Start of Data records
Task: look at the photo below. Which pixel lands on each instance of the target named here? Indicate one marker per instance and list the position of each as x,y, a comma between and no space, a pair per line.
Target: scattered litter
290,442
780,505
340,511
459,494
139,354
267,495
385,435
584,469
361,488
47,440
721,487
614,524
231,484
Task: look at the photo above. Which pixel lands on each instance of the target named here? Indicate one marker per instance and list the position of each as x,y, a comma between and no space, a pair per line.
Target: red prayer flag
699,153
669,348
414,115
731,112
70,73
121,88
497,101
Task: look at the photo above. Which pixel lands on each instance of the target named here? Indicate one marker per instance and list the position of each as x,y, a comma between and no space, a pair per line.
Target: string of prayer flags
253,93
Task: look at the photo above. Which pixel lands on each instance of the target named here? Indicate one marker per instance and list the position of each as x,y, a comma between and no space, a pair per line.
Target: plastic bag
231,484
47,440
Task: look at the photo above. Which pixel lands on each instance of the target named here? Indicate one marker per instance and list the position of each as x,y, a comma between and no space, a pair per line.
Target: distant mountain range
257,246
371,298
End of Data records
▸ Work order: Retype the listing above without a single difference.

▸ Response:
Task: look at the photo below. Which pixel lands on each instance of the target named here? Indicate one marker per instance and list the position of each as x,y, a comma between and no space, a pair per line.
Target: scattered litter
290,442
780,505
340,511
459,494
139,354
267,495
385,435
584,469
361,488
47,440
721,487
614,524
231,484
Task: look at the photo above. Which pixel lands on each instance of the target named here? Indicate one marker per instance and list the position of each as x,y, a comma between and no space, a pair per line.
Target: red prayer flag
699,153
669,348
414,115
731,112
70,73
121,88
497,101
Task: look at the photo above. Which pixel lands on each instance of the target named here? Indicate one marker per instance and list the position of each as x,y, a comma between and no space, a pair per line.
Target: string of prayer flags
253,93
Task: look at the photo above. Which pixel lands on each instance of the target named here? Indicate one marker per instance and list the position of each as x,y, a comma between and no space, a pair per line.
Target: plastic bag
231,484
47,440
Task: look at the photo above. Which pixel lands on each instance of the target named here? Indicate one marker per instance and list the position of each as x,y, a comma between and no space, a pair per line.
Target: distant mountain range
257,246
371,298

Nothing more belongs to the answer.